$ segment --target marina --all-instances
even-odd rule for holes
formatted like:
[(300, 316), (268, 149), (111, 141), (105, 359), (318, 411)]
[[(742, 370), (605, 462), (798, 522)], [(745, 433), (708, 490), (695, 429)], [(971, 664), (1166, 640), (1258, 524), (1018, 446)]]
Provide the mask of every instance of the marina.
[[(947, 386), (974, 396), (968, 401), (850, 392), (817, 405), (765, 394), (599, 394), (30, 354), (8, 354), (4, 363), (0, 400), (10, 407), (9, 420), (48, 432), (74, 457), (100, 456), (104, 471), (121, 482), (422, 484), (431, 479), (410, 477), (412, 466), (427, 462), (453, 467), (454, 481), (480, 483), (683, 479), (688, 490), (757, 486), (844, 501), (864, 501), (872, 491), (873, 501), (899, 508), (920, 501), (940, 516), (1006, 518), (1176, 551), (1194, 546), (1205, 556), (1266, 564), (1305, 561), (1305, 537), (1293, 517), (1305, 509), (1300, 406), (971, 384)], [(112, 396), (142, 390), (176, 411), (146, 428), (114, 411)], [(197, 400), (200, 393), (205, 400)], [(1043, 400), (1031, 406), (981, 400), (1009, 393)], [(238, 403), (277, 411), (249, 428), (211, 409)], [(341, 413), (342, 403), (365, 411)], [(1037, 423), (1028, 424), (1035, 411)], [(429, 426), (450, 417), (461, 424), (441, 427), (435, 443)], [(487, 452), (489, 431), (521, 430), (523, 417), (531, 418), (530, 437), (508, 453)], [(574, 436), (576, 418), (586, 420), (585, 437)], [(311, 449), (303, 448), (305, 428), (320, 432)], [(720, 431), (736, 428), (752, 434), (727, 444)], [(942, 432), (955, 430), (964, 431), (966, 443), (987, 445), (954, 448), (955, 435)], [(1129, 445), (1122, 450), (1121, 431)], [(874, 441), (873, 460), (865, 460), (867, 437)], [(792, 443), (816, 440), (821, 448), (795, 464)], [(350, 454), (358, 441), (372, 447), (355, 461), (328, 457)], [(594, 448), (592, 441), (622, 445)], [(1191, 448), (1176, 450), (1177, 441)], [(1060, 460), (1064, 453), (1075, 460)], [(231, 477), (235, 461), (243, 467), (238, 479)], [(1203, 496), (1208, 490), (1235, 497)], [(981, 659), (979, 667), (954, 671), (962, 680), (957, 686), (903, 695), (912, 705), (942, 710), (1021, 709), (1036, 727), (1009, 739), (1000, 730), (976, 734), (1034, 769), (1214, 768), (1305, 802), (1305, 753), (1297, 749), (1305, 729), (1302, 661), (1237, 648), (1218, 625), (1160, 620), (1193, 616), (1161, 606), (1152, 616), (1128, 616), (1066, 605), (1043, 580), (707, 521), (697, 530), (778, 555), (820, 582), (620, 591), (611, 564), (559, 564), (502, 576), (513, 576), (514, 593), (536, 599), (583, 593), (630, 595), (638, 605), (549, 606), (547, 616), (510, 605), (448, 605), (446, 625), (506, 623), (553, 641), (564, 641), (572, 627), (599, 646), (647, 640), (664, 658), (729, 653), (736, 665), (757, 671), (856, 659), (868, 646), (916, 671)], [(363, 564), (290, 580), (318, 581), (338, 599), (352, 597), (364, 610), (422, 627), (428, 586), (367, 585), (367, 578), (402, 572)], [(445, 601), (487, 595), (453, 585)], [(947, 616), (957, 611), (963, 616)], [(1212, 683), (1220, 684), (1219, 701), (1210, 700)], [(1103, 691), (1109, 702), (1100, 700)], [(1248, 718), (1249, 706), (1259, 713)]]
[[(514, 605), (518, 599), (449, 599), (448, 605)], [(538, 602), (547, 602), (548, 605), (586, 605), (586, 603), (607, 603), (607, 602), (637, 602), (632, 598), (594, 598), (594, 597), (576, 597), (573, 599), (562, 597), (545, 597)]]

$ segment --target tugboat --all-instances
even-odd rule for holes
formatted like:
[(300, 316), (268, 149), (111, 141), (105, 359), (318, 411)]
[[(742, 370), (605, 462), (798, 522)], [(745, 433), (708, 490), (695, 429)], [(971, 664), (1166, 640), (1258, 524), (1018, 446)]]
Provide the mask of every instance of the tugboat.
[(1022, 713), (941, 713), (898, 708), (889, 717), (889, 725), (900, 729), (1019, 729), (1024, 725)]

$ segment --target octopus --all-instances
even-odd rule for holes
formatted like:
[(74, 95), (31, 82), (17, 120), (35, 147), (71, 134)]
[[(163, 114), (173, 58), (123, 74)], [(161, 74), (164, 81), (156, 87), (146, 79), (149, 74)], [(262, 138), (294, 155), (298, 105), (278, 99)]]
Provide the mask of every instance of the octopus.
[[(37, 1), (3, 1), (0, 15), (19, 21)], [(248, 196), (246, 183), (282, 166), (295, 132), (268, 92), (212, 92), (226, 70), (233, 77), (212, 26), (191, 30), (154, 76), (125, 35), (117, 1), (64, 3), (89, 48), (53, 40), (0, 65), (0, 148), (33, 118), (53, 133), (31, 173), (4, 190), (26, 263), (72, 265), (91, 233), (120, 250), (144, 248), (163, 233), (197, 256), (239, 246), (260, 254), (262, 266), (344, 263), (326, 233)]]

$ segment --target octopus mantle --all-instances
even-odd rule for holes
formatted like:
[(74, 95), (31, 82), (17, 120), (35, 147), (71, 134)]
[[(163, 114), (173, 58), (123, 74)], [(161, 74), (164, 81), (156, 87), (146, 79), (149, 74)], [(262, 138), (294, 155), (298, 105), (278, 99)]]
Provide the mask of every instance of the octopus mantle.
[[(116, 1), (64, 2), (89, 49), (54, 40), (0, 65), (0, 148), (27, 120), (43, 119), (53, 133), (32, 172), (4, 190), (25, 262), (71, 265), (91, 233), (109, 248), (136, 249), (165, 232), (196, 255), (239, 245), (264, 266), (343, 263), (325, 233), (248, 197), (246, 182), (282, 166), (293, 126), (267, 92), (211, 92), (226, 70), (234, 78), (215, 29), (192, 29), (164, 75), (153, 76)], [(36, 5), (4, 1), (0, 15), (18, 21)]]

_THE PROBLEM_
Copy each of the items above word for word, with every line in its original order.

_CORRECT OUTPUT_
$ segment --target marina --all-instances
even-odd rule for holes
formatted like:
[(300, 316), (268, 149), (111, 141), (105, 359), (318, 411)]
[[(742, 370), (605, 462), (798, 522)], [(745, 433), (708, 490), (695, 429)], [(971, 664), (1166, 640), (1258, 524), (1018, 446)]]
Provide the mask of every instance of the marina.
[[(947, 386), (974, 396), (968, 401), (850, 392), (817, 405), (765, 394), (599, 394), (30, 354), (8, 354), (4, 363), (0, 400), (10, 407), (9, 420), (48, 432), (74, 457), (100, 456), (104, 471), (121, 482), (422, 484), (431, 479), (410, 477), (412, 466), (427, 462), (453, 467), (454, 481), (480, 483), (683, 479), (688, 490), (757, 486), (844, 501), (864, 501), (872, 491), (873, 501), (899, 508), (920, 501), (940, 516), (1006, 518), (1176, 551), (1194, 546), (1205, 556), (1266, 564), (1305, 561), (1305, 537), (1293, 517), (1305, 509), (1300, 406), (971, 384)], [(112, 396), (142, 390), (176, 411), (146, 428), (114, 411)], [(197, 400), (200, 393), (205, 400)], [(1043, 400), (1031, 406), (981, 400), (1009, 393)], [(238, 403), (277, 411), (249, 428), (211, 409)], [(341, 413), (342, 403), (365, 411)], [(1037, 423), (1028, 424), (1035, 411)], [(429, 426), (450, 417), (461, 424), (441, 427), (435, 443)], [(487, 452), (489, 431), (521, 430), (523, 417), (531, 418), (530, 437), (508, 453)], [(574, 436), (576, 418), (586, 420), (585, 437)], [(311, 449), (303, 448), (305, 428), (320, 432)], [(720, 431), (736, 428), (752, 434), (727, 444)], [(942, 432), (955, 430), (964, 431), (966, 443), (987, 445), (954, 448), (955, 435)], [(1129, 445), (1122, 450), (1121, 431)], [(874, 441), (873, 460), (865, 460), (867, 437)], [(792, 443), (816, 440), (821, 448), (795, 464)], [(350, 454), (358, 441), (372, 447), (355, 461), (328, 457)], [(594, 448), (592, 441), (622, 445)], [(1191, 448), (1176, 450), (1177, 441)], [(1060, 460), (1064, 453), (1075, 460)], [(231, 477), (235, 461), (243, 467), (238, 479)], [(1203, 496), (1208, 490), (1235, 497)], [(981, 659), (979, 667), (954, 671), (962, 680), (957, 686), (903, 695), (912, 705), (942, 710), (1021, 709), (1036, 727), (1009, 739), (1000, 730), (976, 734), (1034, 769), (1214, 768), (1305, 802), (1305, 753), (1297, 749), (1305, 729), (1302, 661), (1237, 648), (1218, 625), (1160, 620), (1193, 616), (1161, 606), (1152, 616), (1128, 616), (1066, 605), (1043, 580), (707, 521), (697, 530), (778, 555), (820, 582), (620, 591), (611, 564), (559, 564), (502, 576), (513, 576), (514, 593), (536, 599), (583, 593), (630, 595), (638, 605), (549, 606), (547, 616), (510, 605), (448, 605), (446, 625), (506, 623), (553, 641), (564, 641), (572, 627), (599, 646), (647, 640), (664, 658), (729, 653), (736, 665), (757, 671), (856, 659), (868, 646), (916, 671)], [(363, 564), (290, 580), (318, 581), (338, 599), (352, 597), (364, 610), (422, 627), (428, 586), (367, 585), (367, 578), (402, 572)], [(445, 601), (487, 595), (453, 585)], [(947, 616), (957, 611), (963, 616)], [(1212, 683), (1220, 684), (1219, 701), (1210, 700)], [(1103, 691), (1109, 702), (1100, 700)], [(1248, 718), (1249, 706), (1259, 713)]]
[[(514, 605), (518, 599), (449, 599), (448, 605)], [(538, 602), (547, 602), (548, 605), (586, 605), (586, 603), (607, 603), (607, 602), (637, 602), (632, 598), (594, 598), (594, 597), (576, 597), (573, 599), (562, 597), (545, 597)]]

$ segment --target tugboat --all-instances
even-odd rule for holes
formatted like:
[(300, 316), (268, 149), (111, 141), (105, 359), (318, 411)]
[[(742, 370), (605, 462), (798, 522)], [(745, 433), (708, 490), (695, 429)], [(971, 664), (1166, 640), (1258, 524), (1018, 446)]]
Provide the mask of every instance of the tugboat.
[(1022, 713), (941, 713), (898, 708), (889, 717), (889, 725), (900, 729), (1019, 729), (1024, 725)]

$ segment --target octopus --all-instances
even-odd rule for holes
formatted like:
[(74, 95), (31, 82), (17, 120), (35, 147), (71, 134)]
[[(163, 114), (173, 58), (123, 74)], [(161, 74), (164, 81), (156, 87), (146, 79), (149, 74)], [(262, 138), (294, 155), (298, 105), (278, 99)]]
Provide the mask of every instance of the octopus.
[[(37, 1), (3, 1), (0, 15), (19, 21)], [(248, 196), (246, 183), (282, 166), (295, 132), (268, 92), (212, 92), (226, 70), (233, 77), (212, 26), (191, 30), (154, 76), (125, 35), (117, 1), (64, 3), (89, 48), (53, 40), (0, 65), (0, 148), (33, 118), (53, 133), (31, 173), (4, 190), (26, 263), (72, 265), (91, 233), (120, 250), (144, 248), (163, 233), (197, 256), (239, 246), (260, 254), (262, 266), (344, 263), (326, 233)]]

$ segment --target octopus mantle --all-instances
even-odd rule for holes
formatted like:
[(74, 95), (31, 82), (17, 120), (35, 147), (71, 134)]
[[(163, 114), (173, 58), (123, 74)], [(161, 74), (164, 81), (156, 87), (146, 79), (149, 74)], [(262, 138), (294, 155), (298, 105), (278, 99)]]
Provide the mask of every instance of the octopus mantle.
[[(116, 1), (64, 2), (89, 49), (54, 40), (0, 65), (0, 148), (27, 120), (43, 119), (53, 133), (32, 172), (4, 190), (25, 262), (71, 265), (91, 233), (109, 248), (136, 249), (165, 232), (196, 255), (239, 245), (264, 266), (343, 263), (325, 233), (248, 197), (246, 182), (282, 166), (293, 126), (267, 92), (211, 92), (226, 70), (234, 78), (215, 29), (192, 29), (164, 75), (153, 76)], [(36, 5), (4, 1), (0, 15), (18, 21)]]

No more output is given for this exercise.